SOURCE EXCERPT
_ _ _ _ _ _ _
As used herein, the phrase “thermally conditioning the well” means the temperatures between the depths, because of inert gas injection, have become temporarily stabilized at temperatures cooler than for the condition of the well prior to injection. Thermal conditioning is not a wellbore treatment as inert gas injection does not alter the rate of fluid production from or injected into a reservoir.
The inert gas can be selected from the group consisting of carbon dioxide or nitrogen. The inert gas source is connected to the well production tree as is a truck with a reel of FO-DTS line.
During inert gas injection, pump pressure should be maintained within +/−3% to minimize changes in the thermal properties of the inert gas. The pump pressure should exceed the reservoir pressure of the well but remain below reservoir fracturing pressure.
Thermal conditioning of a well can be determined using two approaches. The first approach is comparison of consecutive traces until no further cooling is observed. Typically, observation is visual. Alternatively, observation can involve an algorithm or use of artificial intelligence (AI) whereby the computer will determine when the well has been thermally conditioned. The second approach is injection of a pre-determined volume of inert gas sufficient for the well to become thermally conditioned. Thereafter, only one trace is necessary for leak analysis. This second method can be used particularly in environments where the volume of inert gas necessary to thermally condition a well is known. One example would be a well in an oilfield environment where the necessary volume of inert gas to be injected is known, based on prior testing of wells having similar depth and casing diameter.
Once thermal conditioning has been determined, the stabilized trace or stabilized set of temperature-depth data can be used for leak analysis and inert gas injection can be discontinued.
The trace or stabilized set of temperature-depth data is used to calculate a series of moving average temperature gradients between the two depths calculated at pre-determined intervals from the stabilized temperature-depth data. The mean of the moving average temperature gradients and the standard deviation of the moving average temperature gradients are also calculated. Thereafter, a LCL is calculated. The depth associated with a moving average temperature gradient having a value below the LCL is indicative of a leak.
_ _ _ _ _ _ _
SUPPLIED RECORDS
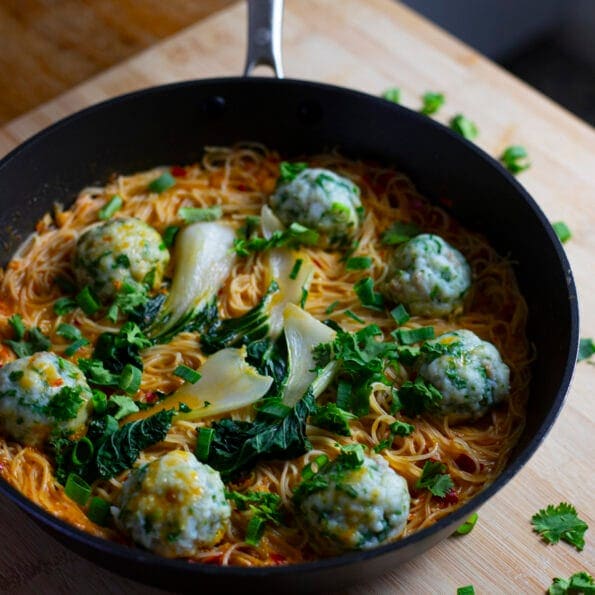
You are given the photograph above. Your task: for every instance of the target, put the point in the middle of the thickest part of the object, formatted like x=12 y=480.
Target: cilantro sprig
x=561 y=522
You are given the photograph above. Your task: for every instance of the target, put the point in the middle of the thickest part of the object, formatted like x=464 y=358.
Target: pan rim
x=136 y=555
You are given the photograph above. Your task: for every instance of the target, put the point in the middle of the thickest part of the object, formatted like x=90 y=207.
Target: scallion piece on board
x=162 y=183
x=77 y=489
x=187 y=374
x=110 y=208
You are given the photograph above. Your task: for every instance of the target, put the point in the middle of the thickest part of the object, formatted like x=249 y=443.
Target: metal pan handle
x=265 y=20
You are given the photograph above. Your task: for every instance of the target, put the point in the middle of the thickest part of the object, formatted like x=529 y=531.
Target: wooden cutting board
x=370 y=46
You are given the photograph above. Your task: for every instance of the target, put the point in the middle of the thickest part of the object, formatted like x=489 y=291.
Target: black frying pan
x=171 y=124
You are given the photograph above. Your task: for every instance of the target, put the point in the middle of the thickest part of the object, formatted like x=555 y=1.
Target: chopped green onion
x=87 y=301
x=432 y=102
x=72 y=333
x=130 y=379
x=303 y=298
x=162 y=183
x=109 y=209
x=399 y=232
x=465 y=127
x=77 y=489
x=64 y=305
x=369 y=298
x=515 y=159
x=194 y=214
x=187 y=374
x=393 y=95
x=468 y=525
x=407 y=337
x=332 y=307
x=203 y=443
x=83 y=451
x=296 y=269
x=98 y=511
x=255 y=530
x=99 y=400
x=358 y=263
x=400 y=314
x=562 y=231
x=169 y=235
x=354 y=316
x=74 y=347
x=18 y=326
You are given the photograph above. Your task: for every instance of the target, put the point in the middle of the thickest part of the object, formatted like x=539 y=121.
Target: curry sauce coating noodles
x=241 y=179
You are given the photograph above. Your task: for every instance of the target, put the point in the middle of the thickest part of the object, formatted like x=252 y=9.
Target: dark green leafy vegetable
x=580 y=582
x=393 y=95
x=562 y=231
x=413 y=398
x=463 y=126
x=560 y=522
x=238 y=445
x=399 y=232
x=432 y=102
x=515 y=159
x=162 y=183
x=111 y=207
x=193 y=215
x=332 y=418
x=468 y=525
x=434 y=479
x=586 y=349
x=289 y=171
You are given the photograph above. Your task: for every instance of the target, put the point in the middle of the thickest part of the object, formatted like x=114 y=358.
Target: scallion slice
x=130 y=379
x=162 y=183
x=111 y=208
x=204 y=438
x=77 y=489
x=87 y=301
x=194 y=214
x=187 y=374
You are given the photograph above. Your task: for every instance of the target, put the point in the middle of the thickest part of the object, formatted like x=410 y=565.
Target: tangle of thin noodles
x=240 y=179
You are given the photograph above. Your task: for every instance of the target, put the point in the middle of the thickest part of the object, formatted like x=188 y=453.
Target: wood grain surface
x=370 y=46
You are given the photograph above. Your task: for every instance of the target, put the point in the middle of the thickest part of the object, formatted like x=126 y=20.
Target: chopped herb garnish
x=468 y=525
x=560 y=522
x=410 y=336
x=393 y=95
x=204 y=437
x=399 y=232
x=432 y=102
x=465 y=127
x=515 y=159
x=162 y=183
x=296 y=268
x=290 y=171
x=332 y=307
x=586 y=348
x=562 y=231
x=400 y=314
x=187 y=374
x=88 y=301
x=169 y=235
x=580 y=582
x=369 y=298
x=193 y=215
x=111 y=207
x=358 y=263
x=434 y=479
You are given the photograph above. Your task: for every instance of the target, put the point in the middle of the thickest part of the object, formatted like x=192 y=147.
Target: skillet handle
x=265 y=20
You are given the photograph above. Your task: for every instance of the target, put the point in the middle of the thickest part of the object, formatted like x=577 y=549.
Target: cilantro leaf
x=586 y=349
x=560 y=522
x=580 y=582
x=434 y=479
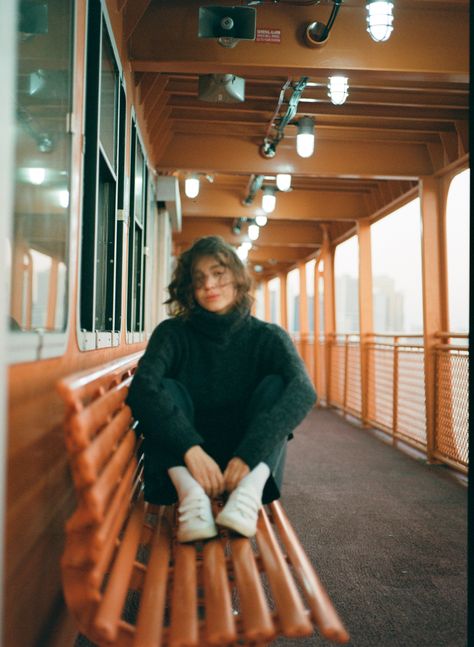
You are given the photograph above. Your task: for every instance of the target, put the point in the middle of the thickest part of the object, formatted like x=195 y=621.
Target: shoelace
x=246 y=503
x=193 y=508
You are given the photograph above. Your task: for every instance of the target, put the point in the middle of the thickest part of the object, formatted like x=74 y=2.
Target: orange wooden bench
x=126 y=579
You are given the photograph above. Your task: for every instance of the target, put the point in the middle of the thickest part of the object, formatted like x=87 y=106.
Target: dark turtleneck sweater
x=220 y=359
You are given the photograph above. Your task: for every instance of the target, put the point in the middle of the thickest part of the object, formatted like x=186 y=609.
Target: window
x=457 y=244
x=136 y=241
x=346 y=273
x=293 y=300
x=103 y=202
x=396 y=271
x=39 y=257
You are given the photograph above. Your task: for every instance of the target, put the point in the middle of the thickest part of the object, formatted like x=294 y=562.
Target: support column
x=327 y=257
x=365 y=315
x=266 y=300
x=283 y=302
x=433 y=207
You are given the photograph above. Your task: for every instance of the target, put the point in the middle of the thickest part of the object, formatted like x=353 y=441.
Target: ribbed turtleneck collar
x=217 y=326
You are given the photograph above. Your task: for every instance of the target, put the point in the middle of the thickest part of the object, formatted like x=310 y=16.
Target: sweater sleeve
x=271 y=426
x=151 y=404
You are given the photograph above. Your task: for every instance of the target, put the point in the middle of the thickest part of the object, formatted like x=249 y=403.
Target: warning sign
x=268 y=36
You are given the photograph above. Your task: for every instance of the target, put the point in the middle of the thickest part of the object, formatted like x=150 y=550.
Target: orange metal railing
x=451 y=397
x=395 y=382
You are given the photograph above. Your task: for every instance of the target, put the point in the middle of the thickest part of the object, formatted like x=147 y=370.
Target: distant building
x=347 y=304
x=388 y=305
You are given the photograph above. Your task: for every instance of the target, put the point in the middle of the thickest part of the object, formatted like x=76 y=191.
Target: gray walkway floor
x=387 y=534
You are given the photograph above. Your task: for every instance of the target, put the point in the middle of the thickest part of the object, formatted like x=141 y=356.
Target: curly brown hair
x=181 y=300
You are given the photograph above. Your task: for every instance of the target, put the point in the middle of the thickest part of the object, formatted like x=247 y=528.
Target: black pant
x=158 y=486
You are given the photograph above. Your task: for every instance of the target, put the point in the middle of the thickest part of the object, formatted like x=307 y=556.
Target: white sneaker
x=240 y=513
x=195 y=518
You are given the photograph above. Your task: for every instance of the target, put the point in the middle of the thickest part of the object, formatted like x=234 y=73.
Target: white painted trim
x=8 y=38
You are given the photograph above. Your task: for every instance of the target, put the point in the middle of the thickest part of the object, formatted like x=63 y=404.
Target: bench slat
x=84 y=385
x=256 y=617
x=90 y=462
x=85 y=424
x=98 y=496
x=149 y=631
x=220 y=624
x=322 y=609
x=111 y=606
x=184 y=629
x=291 y=613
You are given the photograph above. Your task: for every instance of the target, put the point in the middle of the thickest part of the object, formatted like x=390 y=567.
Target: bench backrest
x=126 y=579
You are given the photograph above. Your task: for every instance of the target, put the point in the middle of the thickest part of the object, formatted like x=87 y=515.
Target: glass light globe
x=338 y=89
x=268 y=201
x=305 y=144
x=191 y=187
x=379 y=20
x=283 y=181
x=254 y=231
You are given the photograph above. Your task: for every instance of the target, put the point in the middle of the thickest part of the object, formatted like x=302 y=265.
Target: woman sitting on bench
x=217 y=394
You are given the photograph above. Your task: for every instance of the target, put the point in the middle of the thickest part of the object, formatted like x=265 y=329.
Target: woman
x=217 y=394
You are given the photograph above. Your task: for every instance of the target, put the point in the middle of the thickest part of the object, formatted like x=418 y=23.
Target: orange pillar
x=433 y=207
x=303 y=312
x=365 y=313
x=266 y=301
x=327 y=257
x=283 y=302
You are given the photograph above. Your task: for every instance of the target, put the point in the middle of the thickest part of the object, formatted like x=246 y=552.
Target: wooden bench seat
x=127 y=580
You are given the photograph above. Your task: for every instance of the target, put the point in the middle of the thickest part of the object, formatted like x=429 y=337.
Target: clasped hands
x=208 y=473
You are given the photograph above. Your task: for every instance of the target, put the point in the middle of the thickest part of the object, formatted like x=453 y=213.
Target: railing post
x=266 y=301
x=346 y=370
x=365 y=311
x=395 y=391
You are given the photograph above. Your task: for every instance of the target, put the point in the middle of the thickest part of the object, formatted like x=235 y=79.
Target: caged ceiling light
x=338 y=89
x=283 y=181
x=305 y=137
x=268 y=199
x=379 y=19
x=191 y=186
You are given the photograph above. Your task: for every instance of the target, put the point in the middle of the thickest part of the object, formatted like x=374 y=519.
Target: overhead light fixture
x=253 y=231
x=379 y=19
x=305 y=137
x=268 y=199
x=338 y=89
x=191 y=186
x=283 y=181
x=36 y=175
x=242 y=252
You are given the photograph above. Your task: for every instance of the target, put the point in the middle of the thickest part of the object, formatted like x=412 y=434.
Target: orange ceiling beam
x=426 y=43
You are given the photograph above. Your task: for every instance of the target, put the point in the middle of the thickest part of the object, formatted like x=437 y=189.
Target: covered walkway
x=386 y=532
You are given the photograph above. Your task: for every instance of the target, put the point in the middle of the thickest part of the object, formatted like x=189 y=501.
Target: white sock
x=256 y=479
x=183 y=481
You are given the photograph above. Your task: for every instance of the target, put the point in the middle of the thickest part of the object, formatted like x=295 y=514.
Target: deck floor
x=386 y=532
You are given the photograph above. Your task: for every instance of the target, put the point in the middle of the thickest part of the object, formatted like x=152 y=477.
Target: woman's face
x=213 y=285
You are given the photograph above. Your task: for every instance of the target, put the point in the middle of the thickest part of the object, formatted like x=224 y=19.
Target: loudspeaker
x=227 y=22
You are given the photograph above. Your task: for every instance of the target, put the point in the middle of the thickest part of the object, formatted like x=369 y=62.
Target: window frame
x=134 y=223
x=26 y=346
x=96 y=166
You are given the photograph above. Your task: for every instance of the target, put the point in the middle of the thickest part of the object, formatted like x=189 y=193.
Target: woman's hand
x=205 y=470
x=234 y=472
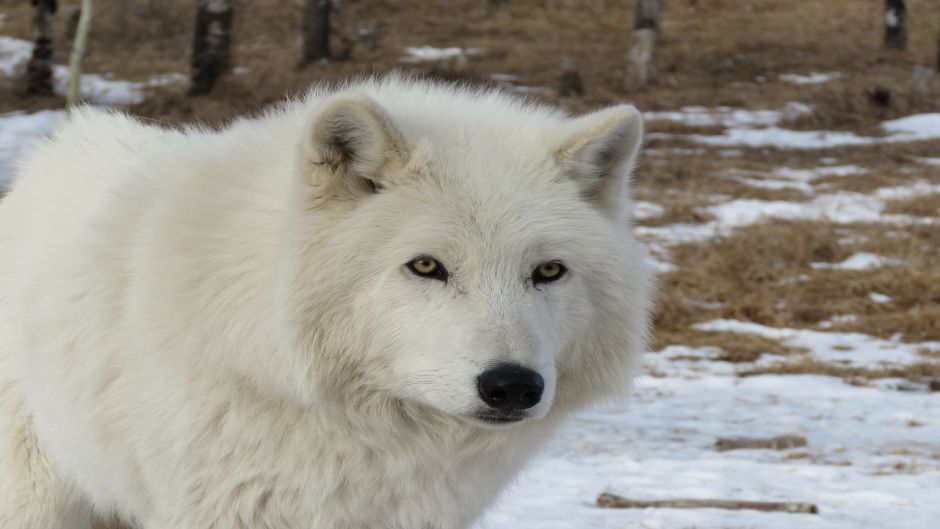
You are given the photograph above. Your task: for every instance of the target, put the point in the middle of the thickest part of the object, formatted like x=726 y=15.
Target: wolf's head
x=465 y=253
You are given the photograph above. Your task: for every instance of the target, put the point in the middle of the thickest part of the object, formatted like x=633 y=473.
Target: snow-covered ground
x=873 y=454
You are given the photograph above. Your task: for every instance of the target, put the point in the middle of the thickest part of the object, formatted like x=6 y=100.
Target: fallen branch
x=613 y=501
x=781 y=442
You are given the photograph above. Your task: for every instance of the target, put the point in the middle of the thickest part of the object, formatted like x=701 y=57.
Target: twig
x=617 y=502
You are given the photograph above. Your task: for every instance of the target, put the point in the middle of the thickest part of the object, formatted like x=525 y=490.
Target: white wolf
x=365 y=309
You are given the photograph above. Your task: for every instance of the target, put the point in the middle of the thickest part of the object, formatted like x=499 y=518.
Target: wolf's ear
x=598 y=150
x=349 y=142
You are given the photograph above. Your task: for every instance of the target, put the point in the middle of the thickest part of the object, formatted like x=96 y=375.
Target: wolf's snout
x=509 y=387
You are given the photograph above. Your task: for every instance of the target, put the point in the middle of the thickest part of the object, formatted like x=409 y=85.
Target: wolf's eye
x=548 y=272
x=429 y=267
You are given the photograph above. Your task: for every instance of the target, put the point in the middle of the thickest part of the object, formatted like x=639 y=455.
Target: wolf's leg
x=32 y=496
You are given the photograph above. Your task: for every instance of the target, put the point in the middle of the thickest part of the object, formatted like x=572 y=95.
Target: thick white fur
x=215 y=329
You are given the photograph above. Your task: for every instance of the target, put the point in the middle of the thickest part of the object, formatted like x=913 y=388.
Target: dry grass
x=921 y=372
x=714 y=52
x=763 y=274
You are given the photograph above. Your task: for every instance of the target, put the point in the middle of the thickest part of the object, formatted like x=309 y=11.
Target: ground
x=794 y=220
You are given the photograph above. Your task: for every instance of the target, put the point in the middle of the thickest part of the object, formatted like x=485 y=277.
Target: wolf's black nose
x=509 y=387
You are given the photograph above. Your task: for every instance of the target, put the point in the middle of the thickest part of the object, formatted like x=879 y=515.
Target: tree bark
x=39 y=68
x=317 y=30
x=643 y=68
x=895 y=25
x=492 y=5
x=78 y=52
x=212 y=41
x=938 y=58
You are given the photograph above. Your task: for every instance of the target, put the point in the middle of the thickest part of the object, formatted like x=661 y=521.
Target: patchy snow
x=858 y=261
x=18 y=133
x=504 y=77
x=430 y=53
x=13 y=54
x=646 y=210
x=95 y=88
x=871 y=463
x=873 y=460
x=759 y=128
x=911 y=128
x=784 y=138
x=914 y=128
x=849 y=349
x=808 y=175
x=841 y=207
x=728 y=116
x=879 y=298
x=812 y=78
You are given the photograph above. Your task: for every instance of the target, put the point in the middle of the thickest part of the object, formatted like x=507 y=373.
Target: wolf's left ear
x=349 y=144
x=598 y=150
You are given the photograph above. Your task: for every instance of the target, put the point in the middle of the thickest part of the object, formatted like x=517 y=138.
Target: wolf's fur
x=204 y=329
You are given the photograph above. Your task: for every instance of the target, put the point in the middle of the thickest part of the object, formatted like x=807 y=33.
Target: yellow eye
x=425 y=266
x=548 y=272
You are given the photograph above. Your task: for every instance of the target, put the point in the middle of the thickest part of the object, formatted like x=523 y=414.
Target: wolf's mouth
x=498 y=419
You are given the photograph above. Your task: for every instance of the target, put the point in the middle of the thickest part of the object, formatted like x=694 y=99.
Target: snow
x=849 y=349
x=647 y=210
x=873 y=459
x=13 y=53
x=18 y=133
x=812 y=78
x=660 y=445
x=879 y=298
x=858 y=261
x=430 y=53
x=914 y=128
x=96 y=88
x=760 y=128
x=911 y=128
x=727 y=116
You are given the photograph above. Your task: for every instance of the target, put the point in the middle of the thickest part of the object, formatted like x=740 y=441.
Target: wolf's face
x=481 y=275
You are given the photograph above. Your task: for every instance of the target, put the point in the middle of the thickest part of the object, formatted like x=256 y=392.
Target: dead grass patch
x=735 y=347
x=754 y=275
x=921 y=372
x=921 y=206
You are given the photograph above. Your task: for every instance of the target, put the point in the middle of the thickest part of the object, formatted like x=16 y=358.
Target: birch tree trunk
x=317 y=30
x=78 y=52
x=212 y=41
x=642 y=64
x=895 y=25
x=39 y=67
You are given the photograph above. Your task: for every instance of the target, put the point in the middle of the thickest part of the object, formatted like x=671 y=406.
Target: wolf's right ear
x=598 y=150
x=348 y=144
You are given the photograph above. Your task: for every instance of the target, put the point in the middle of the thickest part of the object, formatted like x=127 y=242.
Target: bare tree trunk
x=317 y=30
x=212 y=42
x=39 y=68
x=643 y=68
x=492 y=5
x=78 y=51
x=895 y=25
x=570 y=82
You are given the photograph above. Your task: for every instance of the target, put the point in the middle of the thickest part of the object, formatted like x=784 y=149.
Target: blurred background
x=788 y=191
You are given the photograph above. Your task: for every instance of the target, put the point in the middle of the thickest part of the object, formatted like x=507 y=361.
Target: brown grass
x=806 y=365
x=714 y=52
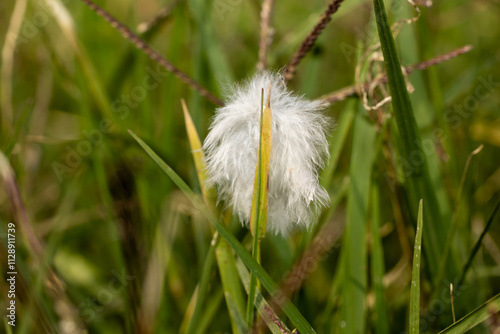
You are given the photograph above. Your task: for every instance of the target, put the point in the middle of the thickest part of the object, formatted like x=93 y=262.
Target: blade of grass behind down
x=258 y=214
x=225 y=258
x=378 y=268
x=267 y=282
x=261 y=304
x=419 y=181
x=415 y=275
x=354 y=284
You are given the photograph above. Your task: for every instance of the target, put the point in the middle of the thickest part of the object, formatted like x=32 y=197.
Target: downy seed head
x=299 y=148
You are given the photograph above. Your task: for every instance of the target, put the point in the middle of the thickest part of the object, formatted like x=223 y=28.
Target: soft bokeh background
x=104 y=210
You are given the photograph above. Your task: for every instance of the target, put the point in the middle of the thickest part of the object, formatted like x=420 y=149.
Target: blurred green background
x=125 y=244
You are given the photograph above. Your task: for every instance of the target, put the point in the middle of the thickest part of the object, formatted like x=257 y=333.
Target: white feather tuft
x=299 y=148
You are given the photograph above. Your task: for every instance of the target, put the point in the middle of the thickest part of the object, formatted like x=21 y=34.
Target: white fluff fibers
x=299 y=148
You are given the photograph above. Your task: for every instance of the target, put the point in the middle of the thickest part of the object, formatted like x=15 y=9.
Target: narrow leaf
x=419 y=183
x=267 y=282
x=415 y=276
x=225 y=258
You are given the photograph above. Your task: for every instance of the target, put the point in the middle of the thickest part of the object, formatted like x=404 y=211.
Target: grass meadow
_ _ _ _ _ _ _
EXERCISE AIM
From the passage on thermally conditioning a well, list every quantity it says is calculated during leak analysis.

FINAL RESULT
- A series of moving average temperature gradients between the two depths
- The mean of the moving average temperature gradients
- The standard deviation of the moving average temperature gradients
- A LCL